Work task:
Among the entries below, extract exactly the lines that run from the one with "point(99, 380)" through the one with "point(40, 229)", both ends included.

Records to process:
-.-.-

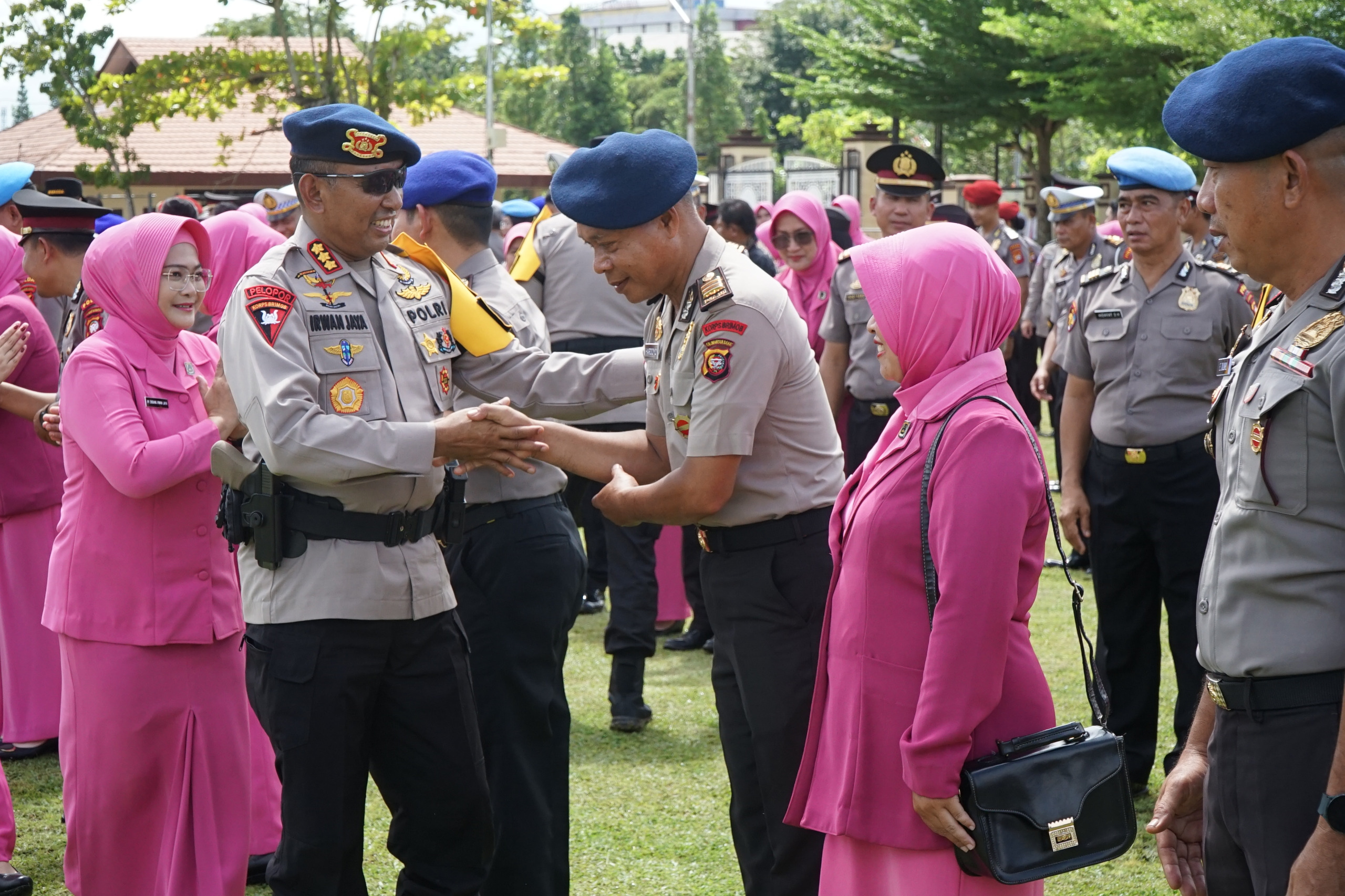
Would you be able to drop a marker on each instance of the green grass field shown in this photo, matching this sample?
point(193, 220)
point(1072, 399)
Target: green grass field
point(650, 810)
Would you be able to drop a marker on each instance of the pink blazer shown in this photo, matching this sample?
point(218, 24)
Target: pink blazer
point(899, 708)
point(138, 557)
point(30, 468)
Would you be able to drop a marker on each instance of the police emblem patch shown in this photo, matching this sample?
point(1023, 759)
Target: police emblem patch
point(715, 362)
point(362, 144)
point(323, 257)
point(270, 307)
point(345, 350)
point(347, 396)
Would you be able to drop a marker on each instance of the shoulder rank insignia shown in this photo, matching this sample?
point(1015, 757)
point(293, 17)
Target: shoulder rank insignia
point(413, 291)
point(713, 288)
point(346, 350)
point(323, 257)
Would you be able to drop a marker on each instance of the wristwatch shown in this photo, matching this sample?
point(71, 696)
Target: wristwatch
point(1333, 810)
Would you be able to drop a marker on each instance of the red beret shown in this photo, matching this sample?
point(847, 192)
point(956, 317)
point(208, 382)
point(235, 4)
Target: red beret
point(982, 193)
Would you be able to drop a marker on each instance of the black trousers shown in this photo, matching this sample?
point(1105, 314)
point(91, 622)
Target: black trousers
point(863, 430)
point(1022, 365)
point(1267, 772)
point(692, 581)
point(346, 699)
point(1149, 529)
point(767, 609)
point(518, 617)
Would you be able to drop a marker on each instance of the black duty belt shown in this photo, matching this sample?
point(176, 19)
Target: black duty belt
point(1281, 692)
point(767, 533)
point(482, 514)
point(597, 345)
point(1152, 454)
point(313, 516)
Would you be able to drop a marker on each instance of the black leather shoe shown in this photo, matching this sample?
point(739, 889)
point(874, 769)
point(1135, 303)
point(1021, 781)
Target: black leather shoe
point(15, 885)
point(257, 867)
point(693, 640)
point(592, 603)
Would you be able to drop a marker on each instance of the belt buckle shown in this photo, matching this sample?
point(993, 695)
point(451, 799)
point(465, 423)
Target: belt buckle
point(1216, 693)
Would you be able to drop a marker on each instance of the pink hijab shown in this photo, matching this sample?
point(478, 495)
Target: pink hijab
point(123, 265)
point(940, 298)
point(809, 290)
point(851, 206)
point(240, 241)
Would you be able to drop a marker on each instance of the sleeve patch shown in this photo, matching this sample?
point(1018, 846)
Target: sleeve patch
point(721, 326)
point(270, 307)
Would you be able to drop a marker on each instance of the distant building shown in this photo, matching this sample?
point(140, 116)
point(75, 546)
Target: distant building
point(658, 26)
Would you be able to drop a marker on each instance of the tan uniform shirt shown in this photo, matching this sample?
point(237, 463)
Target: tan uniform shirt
point(577, 300)
point(1153, 354)
point(489, 280)
point(1273, 587)
point(733, 374)
point(848, 320)
point(339, 405)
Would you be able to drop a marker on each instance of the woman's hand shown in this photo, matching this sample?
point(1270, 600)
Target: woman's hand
point(947, 818)
point(220, 404)
point(14, 342)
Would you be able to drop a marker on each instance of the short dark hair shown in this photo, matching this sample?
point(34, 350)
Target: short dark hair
point(738, 212)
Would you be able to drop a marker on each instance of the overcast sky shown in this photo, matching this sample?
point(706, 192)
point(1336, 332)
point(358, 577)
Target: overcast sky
point(189, 18)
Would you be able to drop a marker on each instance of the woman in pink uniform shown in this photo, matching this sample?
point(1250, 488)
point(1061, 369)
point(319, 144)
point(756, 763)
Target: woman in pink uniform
point(143, 590)
point(899, 707)
point(237, 243)
point(30, 504)
point(802, 234)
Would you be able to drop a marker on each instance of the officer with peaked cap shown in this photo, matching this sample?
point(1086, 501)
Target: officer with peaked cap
point(739, 440)
point(1259, 793)
point(1078, 249)
point(517, 614)
point(344, 350)
point(908, 178)
point(585, 314)
point(1142, 345)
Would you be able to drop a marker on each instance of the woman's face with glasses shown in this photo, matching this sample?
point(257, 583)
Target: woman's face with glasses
point(795, 241)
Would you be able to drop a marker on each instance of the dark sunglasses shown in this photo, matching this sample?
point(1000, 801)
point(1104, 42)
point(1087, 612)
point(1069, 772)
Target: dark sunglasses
point(377, 183)
point(801, 238)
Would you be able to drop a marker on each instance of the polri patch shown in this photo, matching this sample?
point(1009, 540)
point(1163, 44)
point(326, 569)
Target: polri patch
point(270, 307)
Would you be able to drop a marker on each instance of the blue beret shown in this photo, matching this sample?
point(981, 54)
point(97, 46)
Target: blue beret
point(1149, 167)
point(13, 176)
point(1259, 101)
point(345, 132)
point(628, 179)
point(520, 209)
point(462, 178)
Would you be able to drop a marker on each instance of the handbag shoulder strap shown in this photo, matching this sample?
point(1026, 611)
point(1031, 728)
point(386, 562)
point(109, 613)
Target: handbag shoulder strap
point(1098, 699)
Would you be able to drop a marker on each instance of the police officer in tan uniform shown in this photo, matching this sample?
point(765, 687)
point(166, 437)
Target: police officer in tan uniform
point(907, 179)
point(1142, 345)
point(344, 354)
point(739, 440)
point(1257, 804)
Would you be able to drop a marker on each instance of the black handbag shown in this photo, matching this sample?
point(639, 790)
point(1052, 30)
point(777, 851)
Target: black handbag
point(1051, 802)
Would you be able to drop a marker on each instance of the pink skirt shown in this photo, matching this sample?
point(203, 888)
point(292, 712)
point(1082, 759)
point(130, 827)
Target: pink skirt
point(30, 660)
point(858, 868)
point(154, 751)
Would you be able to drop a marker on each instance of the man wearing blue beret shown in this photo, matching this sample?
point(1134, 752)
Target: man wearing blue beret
point(344, 351)
point(1257, 804)
point(739, 440)
point(1142, 345)
point(517, 614)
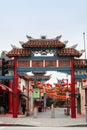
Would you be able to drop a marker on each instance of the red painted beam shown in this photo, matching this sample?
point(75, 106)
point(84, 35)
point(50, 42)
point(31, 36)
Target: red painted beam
point(73, 107)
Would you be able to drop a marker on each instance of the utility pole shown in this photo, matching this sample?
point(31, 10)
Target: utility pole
point(84, 44)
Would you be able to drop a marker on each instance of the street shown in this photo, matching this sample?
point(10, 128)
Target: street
point(43, 119)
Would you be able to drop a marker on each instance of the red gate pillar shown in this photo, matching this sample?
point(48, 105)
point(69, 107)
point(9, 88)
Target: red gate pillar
point(73, 107)
point(15, 90)
point(10, 108)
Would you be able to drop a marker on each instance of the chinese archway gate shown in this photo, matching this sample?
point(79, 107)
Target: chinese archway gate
point(62, 59)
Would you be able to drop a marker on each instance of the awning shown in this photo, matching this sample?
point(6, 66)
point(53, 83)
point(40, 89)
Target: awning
point(19, 90)
point(5, 88)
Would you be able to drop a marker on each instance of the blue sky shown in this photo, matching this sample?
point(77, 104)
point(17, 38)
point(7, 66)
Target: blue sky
point(37, 17)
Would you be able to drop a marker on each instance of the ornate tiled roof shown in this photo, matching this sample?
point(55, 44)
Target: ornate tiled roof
point(69, 52)
point(18, 52)
point(80, 63)
point(46, 43)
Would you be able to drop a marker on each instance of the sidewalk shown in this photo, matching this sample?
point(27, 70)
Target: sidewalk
point(44, 119)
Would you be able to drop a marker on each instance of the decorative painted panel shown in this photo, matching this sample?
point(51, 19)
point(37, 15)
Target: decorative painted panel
point(37, 63)
point(64, 63)
point(50, 63)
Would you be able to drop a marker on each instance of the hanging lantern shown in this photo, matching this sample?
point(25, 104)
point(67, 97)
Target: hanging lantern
point(84, 80)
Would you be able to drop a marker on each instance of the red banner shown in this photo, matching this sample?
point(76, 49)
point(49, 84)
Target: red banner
point(50, 63)
point(23, 63)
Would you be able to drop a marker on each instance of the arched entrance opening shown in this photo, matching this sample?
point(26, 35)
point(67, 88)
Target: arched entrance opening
point(61, 60)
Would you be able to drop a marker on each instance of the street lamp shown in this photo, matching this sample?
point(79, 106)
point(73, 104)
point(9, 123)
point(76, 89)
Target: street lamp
point(67, 95)
point(84, 43)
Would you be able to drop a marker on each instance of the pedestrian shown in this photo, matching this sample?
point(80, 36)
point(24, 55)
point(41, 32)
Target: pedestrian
point(23, 105)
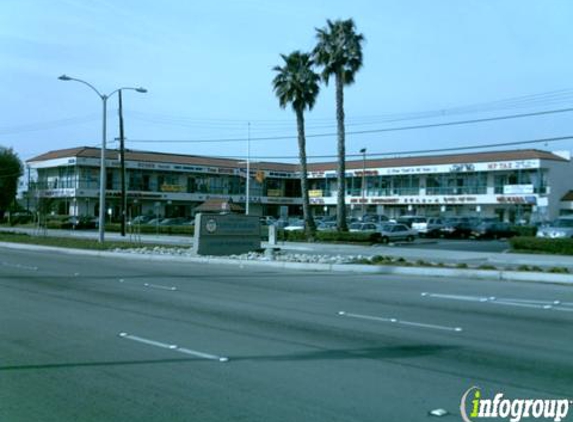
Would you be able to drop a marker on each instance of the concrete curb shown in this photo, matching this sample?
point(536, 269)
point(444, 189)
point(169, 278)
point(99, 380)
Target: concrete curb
point(498, 275)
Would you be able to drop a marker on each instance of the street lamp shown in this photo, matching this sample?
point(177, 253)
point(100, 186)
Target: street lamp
point(363, 152)
point(102, 182)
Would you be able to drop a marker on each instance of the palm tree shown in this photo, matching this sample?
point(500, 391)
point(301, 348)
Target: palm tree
point(297, 84)
point(339, 52)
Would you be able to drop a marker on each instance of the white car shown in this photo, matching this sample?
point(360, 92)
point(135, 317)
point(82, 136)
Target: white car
point(560, 228)
point(295, 226)
point(363, 227)
point(393, 232)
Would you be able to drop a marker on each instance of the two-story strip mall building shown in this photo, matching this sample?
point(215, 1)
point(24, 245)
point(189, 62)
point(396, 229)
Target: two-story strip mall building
point(515, 185)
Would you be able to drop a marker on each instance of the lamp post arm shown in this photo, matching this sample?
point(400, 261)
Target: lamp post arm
point(93, 88)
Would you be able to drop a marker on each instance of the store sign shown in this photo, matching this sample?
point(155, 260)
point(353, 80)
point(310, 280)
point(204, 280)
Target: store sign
point(172, 188)
point(316, 193)
point(226, 234)
point(530, 200)
point(518, 189)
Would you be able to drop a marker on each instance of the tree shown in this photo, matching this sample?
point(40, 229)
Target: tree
point(298, 85)
point(10, 171)
point(339, 53)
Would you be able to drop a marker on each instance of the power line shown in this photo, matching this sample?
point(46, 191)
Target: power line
point(360, 132)
point(403, 153)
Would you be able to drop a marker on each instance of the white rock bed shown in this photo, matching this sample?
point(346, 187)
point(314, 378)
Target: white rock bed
point(251, 256)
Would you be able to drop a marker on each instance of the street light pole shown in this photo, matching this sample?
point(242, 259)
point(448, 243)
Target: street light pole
point(102, 173)
point(123, 207)
point(363, 152)
point(248, 196)
point(102, 179)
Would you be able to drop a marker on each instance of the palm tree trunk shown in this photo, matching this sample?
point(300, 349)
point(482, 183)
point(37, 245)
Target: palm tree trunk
point(341, 172)
point(309, 225)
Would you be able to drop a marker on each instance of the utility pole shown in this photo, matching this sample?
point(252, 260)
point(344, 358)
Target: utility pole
point(248, 195)
point(363, 152)
point(28, 192)
point(123, 206)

-.-.-

Task output:
point(99, 380)
Target: concrete curb
point(498, 275)
Would you be able to drop a marker on each instance of the street lamp shown in this photo, matching this sample?
point(177, 253)
point(100, 186)
Target: street lamp
point(363, 152)
point(102, 182)
Would you be able to drop a marker on each instance of the palm tree shown in this photo, matching this sample?
point(500, 391)
point(301, 348)
Target: palm tree
point(297, 84)
point(339, 52)
Would you be able to drop a marker on each instance of the white car shown in this photo, matching this sample?
point(360, 92)
point(135, 317)
point(82, 136)
Target: white car
point(560, 228)
point(295, 226)
point(363, 227)
point(393, 232)
Would you be able to drop a marker on each instance of the two-story strip mall building shown in this photo, matching this sample?
point(215, 1)
point(24, 245)
point(189, 62)
point(396, 229)
Target: two-story strip mall building
point(515, 185)
Would you be able to drop a marker on each instance of the lamp post arm shown in this photo, matching this sample?
point(400, 261)
Target: lamp post arm
point(93, 88)
Would you be able to drop a marker on each instance of the store sign shown in this photo, matching this sample?
point(155, 260)
point(353, 80)
point(310, 280)
point(204, 280)
Target: store sign
point(172, 188)
point(316, 193)
point(226, 234)
point(530, 200)
point(518, 189)
Would you be able to drop a marker on each instance of the tree shown in this photo, matching this sample?
point(40, 229)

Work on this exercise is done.